Employers should discuss with their staff and make any changes to the employment contract by agreement. Employers may need to seek legal advice on the process. If sufficient numbers of staff are involved, it may be necessary to engage collective consultation processes to procure agreement to changes to terms of employment.
To claim, you will need:
· your ePAYE reference number
· the number of employees being furloughed
· the claim period (start and end date)
· amount claimed (per the minimum length of furloughing of 3 consecutive weeks)
· your bank account number and sort code
· your contact name
· your phone number
You will need to calculate the amount you are claiming. HMRC will retain the right to retrospectively audit all aspects of your claim.
You should make your claim using the amounts in your payroll – either shortly before or during running payroll. Claims can be backdated until the 1 March where employees have already been furloughed.
If appropriate, worker’s wages should be reduced to 80% of their salary within your payroll before they are paid. This adjustment will not be made by HMRC.
Minimum furlough periods
Any employees you place on furlough must be furloughed for a minimum period of 3 consecutive weeks. When they return to work, they must be taken off furlough. Employees can be furloughed multiple times, but each separate instance must be for a minimum period of 3 consecutive weeks.
After you’ve claimed
HMRC will check your claim, and if you’re eligible, pay it to you by BACS to a UK bank account.
You must pay the employee all the grant you receive for their gross pay, no fees can be charged from the money that is granted.
When the government ends the scheme
When the government ends the scheme, you must make a decision, depending on your circumstances, as to whether employees can return to their duties. If not, it may be necessary to consider termination of employment (redundancy). HMRC will process all claims made before the scheme ends. When your employees are on furlough
You cannot ask your employee to do any work that:
· makes money for your organisation
· provides services for your organisation
They can take part in volunteer work or training.

|---|

QUESTIONS TO ANSWER
(a) According to the furlough scheme guidance, what is the minimum period for which an employee must be furloughed?
(b) Write what comes next in the furlough scheme guidance, starting after its final sentence.

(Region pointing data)
|---|

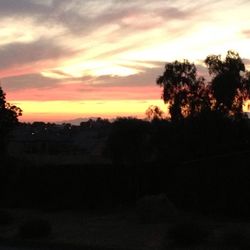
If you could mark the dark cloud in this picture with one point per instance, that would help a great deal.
(26, 53)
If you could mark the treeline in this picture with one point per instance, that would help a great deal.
(202, 165)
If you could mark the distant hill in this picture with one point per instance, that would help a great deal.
(77, 121)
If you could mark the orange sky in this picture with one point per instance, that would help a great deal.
(67, 59)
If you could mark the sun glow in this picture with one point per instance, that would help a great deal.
(61, 110)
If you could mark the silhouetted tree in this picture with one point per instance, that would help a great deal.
(154, 113)
(189, 95)
(8, 119)
(185, 92)
(230, 85)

|---|

RESPONSES BY ITEM NUMBER
(a) 3 consecutive weeks.

(b)
Your employees will still pay the taxes they normally pay out of their wages.
This includes pension contributions (both employer contributions and automatic contributions from the employee), unless the employee has opted out or stopped saving into their pension.
Employees still have the same rights at work, including:
· Statutory Sick Pay
· maternity and other parental rights
· rights against unfair dismissal
· redundancy payments
Grants cannot be used to substitute redundancy payments. HMRC will continue to monitor businesses after the scheme has closed.
Working for a different employer
If contractually allowed, your employees are permitted to work for another employer whilst you have placed them on furlough.
For any employer that takes on a new employee, the new employer should ensure they complete the starter checklist form correctly. If the employee is furloughed from another employment, they should complete Statement C.
Tax Treatment of the Coronavirus Job Retention Grant
Payments received by a business under the scheme are made to offset these deductible revenue costs. They must therefore be included as income in the business’s calculation of its taxable profits for Income Tax and Corporation Tax purposes, in accordance with normal principles.
Businesses can deduct employment costs as normal when calculating taxable profits for Income Tax and Corporation Tax purposes.